# Data in this exercise start
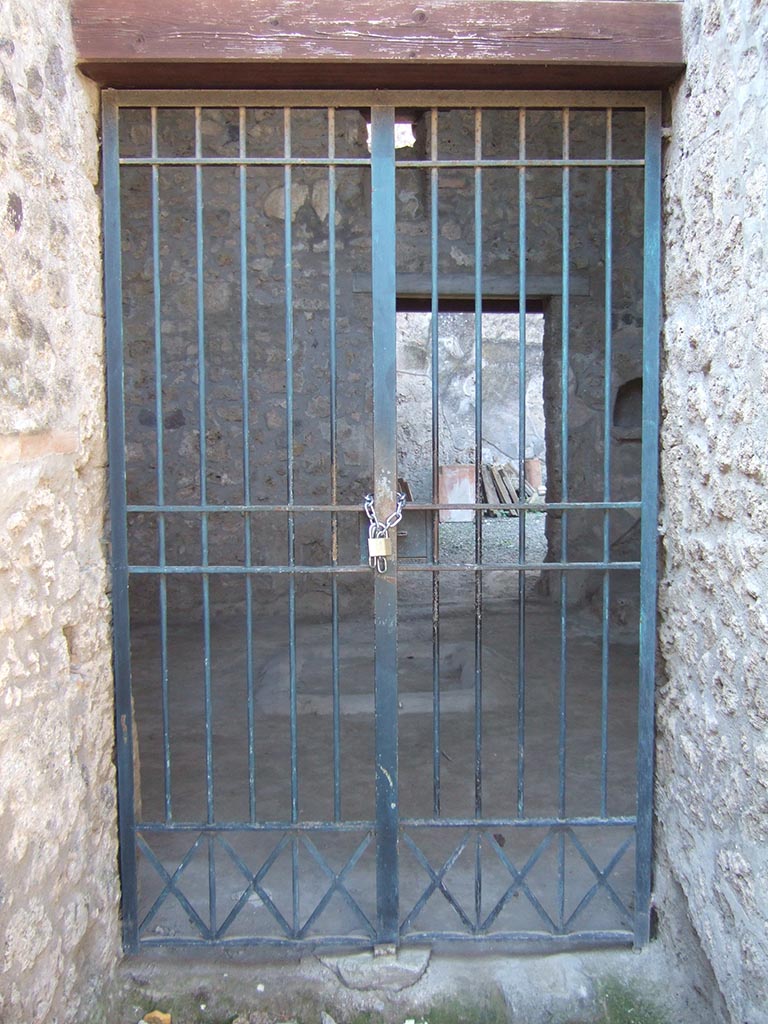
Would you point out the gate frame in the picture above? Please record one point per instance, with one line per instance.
(385, 457)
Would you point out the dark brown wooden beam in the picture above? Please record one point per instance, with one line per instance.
(379, 43)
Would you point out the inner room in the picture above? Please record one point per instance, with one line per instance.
(315, 308)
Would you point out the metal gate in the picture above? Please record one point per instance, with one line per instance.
(495, 811)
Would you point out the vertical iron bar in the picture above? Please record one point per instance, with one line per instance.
(478, 462)
(245, 371)
(200, 259)
(651, 328)
(604, 667)
(435, 307)
(288, 218)
(120, 608)
(160, 452)
(385, 481)
(478, 513)
(564, 537)
(334, 459)
(564, 451)
(522, 210)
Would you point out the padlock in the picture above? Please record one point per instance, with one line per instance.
(379, 547)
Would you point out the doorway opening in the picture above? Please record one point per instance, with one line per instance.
(450, 740)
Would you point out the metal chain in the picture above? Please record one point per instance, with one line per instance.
(379, 530)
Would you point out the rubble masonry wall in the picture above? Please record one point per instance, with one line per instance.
(713, 702)
(58, 888)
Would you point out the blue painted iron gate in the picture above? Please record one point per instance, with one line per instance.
(288, 773)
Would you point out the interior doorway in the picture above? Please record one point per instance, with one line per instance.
(446, 736)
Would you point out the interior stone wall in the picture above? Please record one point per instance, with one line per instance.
(713, 704)
(262, 226)
(58, 891)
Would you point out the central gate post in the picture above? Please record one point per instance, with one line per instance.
(385, 482)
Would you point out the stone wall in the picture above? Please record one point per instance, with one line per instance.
(58, 913)
(713, 701)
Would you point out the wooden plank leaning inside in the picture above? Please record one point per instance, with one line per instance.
(365, 44)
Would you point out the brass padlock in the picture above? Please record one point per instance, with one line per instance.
(379, 547)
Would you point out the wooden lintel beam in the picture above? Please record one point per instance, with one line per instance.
(218, 37)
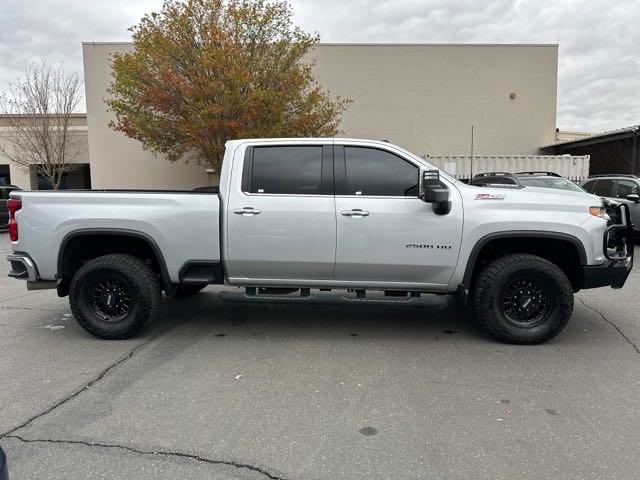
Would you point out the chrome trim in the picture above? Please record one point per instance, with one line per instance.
(30, 267)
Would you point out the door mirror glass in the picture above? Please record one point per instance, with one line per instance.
(434, 192)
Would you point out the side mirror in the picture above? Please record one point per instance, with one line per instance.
(4, 473)
(432, 191)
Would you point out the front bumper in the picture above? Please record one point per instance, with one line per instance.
(619, 246)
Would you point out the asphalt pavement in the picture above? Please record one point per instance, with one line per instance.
(217, 389)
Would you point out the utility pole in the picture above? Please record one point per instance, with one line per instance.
(471, 168)
(634, 152)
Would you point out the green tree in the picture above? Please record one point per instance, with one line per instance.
(206, 71)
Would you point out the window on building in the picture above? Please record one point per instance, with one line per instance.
(370, 171)
(5, 175)
(287, 170)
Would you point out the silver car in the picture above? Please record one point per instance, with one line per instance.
(620, 188)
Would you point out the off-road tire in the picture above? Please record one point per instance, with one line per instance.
(143, 287)
(186, 291)
(488, 298)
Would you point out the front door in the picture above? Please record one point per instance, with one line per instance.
(385, 232)
(281, 216)
(629, 187)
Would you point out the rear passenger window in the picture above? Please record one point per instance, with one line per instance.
(589, 186)
(604, 188)
(286, 170)
(370, 171)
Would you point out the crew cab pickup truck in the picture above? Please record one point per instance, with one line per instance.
(293, 215)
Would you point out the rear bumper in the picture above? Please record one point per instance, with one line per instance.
(22, 267)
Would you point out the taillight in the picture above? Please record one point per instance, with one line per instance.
(13, 205)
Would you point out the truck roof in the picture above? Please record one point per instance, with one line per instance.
(305, 140)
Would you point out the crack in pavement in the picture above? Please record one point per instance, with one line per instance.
(6, 307)
(618, 329)
(163, 453)
(100, 375)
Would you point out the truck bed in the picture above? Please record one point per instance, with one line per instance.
(183, 225)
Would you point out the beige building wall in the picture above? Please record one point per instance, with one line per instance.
(118, 161)
(426, 97)
(25, 178)
(422, 97)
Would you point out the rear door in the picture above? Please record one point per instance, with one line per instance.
(386, 234)
(280, 215)
(626, 187)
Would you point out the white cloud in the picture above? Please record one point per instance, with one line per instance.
(599, 64)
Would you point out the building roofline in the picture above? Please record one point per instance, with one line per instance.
(391, 44)
(19, 115)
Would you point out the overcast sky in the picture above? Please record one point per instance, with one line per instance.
(599, 64)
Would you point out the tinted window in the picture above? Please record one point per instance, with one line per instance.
(370, 171)
(626, 187)
(604, 188)
(286, 170)
(589, 186)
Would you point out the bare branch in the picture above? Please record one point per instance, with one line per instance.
(38, 110)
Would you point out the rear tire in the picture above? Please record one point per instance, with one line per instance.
(523, 299)
(114, 296)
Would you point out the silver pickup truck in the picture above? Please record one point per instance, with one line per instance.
(293, 215)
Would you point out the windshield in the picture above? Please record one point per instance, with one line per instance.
(558, 183)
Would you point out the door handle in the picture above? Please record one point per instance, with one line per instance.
(356, 212)
(247, 211)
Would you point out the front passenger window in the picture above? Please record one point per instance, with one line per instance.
(374, 172)
(626, 187)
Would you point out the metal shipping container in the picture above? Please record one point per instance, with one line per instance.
(575, 168)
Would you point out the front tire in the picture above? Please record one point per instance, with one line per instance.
(523, 299)
(114, 296)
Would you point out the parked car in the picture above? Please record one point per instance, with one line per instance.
(5, 190)
(619, 188)
(299, 214)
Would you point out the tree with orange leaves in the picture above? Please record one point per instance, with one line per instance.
(206, 71)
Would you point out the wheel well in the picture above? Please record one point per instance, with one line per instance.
(563, 253)
(79, 249)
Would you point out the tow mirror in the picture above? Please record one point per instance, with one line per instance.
(434, 192)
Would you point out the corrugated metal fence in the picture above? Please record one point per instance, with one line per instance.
(575, 168)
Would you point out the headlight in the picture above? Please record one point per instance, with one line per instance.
(599, 212)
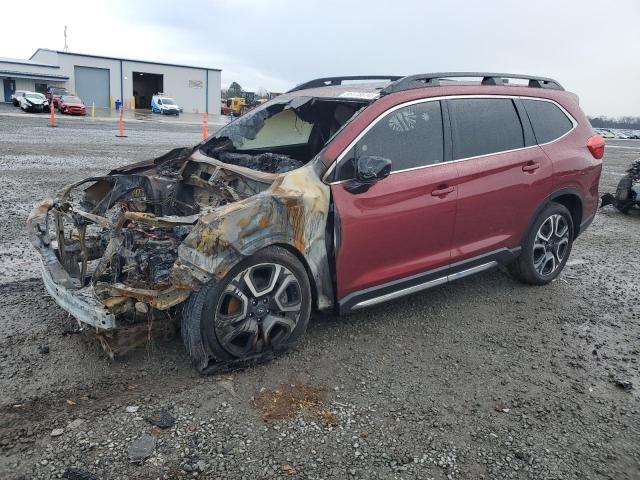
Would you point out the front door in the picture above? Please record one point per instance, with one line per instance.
(9, 88)
(403, 225)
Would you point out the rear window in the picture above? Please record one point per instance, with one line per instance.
(485, 125)
(548, 121)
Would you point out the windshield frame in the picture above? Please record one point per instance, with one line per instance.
(293, 102)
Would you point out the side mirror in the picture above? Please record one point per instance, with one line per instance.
(369, 170)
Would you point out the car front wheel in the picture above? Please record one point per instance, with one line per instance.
(262, 307)
(546, 249)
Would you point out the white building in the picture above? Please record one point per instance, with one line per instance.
(103, 80)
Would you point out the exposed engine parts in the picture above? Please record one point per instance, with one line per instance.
(264, 162)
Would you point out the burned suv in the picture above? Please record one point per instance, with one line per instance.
(340, 194)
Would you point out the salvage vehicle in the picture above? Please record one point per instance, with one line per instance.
(72, 105)
(164, 105)
(15, 97)
(628, 191)
(34, 102)
(53, 94)
(335, 196)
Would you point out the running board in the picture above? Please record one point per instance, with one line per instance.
(424, 286)
(423, 281)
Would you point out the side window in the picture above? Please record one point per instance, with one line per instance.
(547, 120)
(484, 125)
(411, 136)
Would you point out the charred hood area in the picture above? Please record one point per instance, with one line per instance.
(118, 236)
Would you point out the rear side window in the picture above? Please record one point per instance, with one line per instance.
(485, 125)
(410, 137)
(547, 120)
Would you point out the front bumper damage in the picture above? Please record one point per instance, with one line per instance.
(79, 298)
(81, 303)
(89, 276)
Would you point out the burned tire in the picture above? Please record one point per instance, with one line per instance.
(259, 309)
(546, 248)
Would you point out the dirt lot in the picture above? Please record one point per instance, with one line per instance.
(483, 378)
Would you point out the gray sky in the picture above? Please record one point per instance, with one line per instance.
(591, 47)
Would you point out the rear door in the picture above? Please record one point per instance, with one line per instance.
(504, 174)
(403, 225)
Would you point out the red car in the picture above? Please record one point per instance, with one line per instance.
(72, 105)
(334, 196)
(53, 94)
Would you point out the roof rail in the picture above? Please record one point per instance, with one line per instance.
(328, 81)
(433, 80)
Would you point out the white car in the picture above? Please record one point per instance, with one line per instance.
(15, 97)
(164, 105)
(34, 102)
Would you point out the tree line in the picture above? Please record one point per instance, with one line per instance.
(624, 123)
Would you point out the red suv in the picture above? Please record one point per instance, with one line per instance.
(334, 196)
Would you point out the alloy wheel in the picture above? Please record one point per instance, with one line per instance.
(259, 308)
(551, 245)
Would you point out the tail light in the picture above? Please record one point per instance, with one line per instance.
(595, 145)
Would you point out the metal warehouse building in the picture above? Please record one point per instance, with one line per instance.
(103, 80)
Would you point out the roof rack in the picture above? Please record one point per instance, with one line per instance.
(434, 80)
(329, 81)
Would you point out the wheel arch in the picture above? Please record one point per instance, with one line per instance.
(303, 260)
(568, 197)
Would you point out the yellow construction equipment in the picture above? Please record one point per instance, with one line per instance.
(236, 105)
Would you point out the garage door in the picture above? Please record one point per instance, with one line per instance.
(92, 84)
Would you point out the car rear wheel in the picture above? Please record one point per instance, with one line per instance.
(546, 248)
(260, 308)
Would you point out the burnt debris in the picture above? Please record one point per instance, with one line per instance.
(264, 162)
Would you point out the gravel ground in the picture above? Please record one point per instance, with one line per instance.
(483, 378)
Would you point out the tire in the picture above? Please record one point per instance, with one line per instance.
(542, 259)
(261, 308)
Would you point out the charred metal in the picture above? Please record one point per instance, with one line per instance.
(129, 247)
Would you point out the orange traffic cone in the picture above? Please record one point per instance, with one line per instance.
(205, 127)
(52, 114)
(121, 125)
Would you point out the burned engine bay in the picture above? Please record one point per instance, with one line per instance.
(121, 233)
(117, 237)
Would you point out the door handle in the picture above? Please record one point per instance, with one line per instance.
(442, 190)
# Data in this exercise end
* _What needs to be done_
Please give the items as a numbered list, starting with the line that contains "Would you point out the garage" and running through the end of the items, with blank lines left out.

* _Output for this task_
1. Would you point out the garage door in the picture above? Please record one point per instance, with one line per instance.
2. (92, 84)
3. Would you point out the car rear wheel in the picture above? Please record one point per instance, with one line per instance.
4. (546, 248)
5. (260, 308)
6. Would you point out the burnt debris in the picture above? Please record one point per instance, with one line per instance.
7. (264, 162)
8. Would you point out the gravel ground in the picture above? Please record one point per instance, with one line per instance.
9. (483, 378)
10. Would you point out the tire in the picture above? Please record one point per instance, with one line per instance.
11. (542, 259)
12. (261, 308)
13. Would you point out the charred metal in the picture above? Please record one point per instance, with one line per instance.
14. (129, 247)
15. Would you point out the orange traffic cone in the picture above? Please record one point per instance, with one line per instance.
16. (205, 127)
17. (52, 114)
18. (121, 125)
19. Would you point out the burned engine bay in the picture above? Please record one point per instance, with one line per instance.
20. (121, 233)
21. (117, 237)
22. Would you point out the door handle in the picture above? Please record one point per instance, with one line per instance.
23. (442, 190)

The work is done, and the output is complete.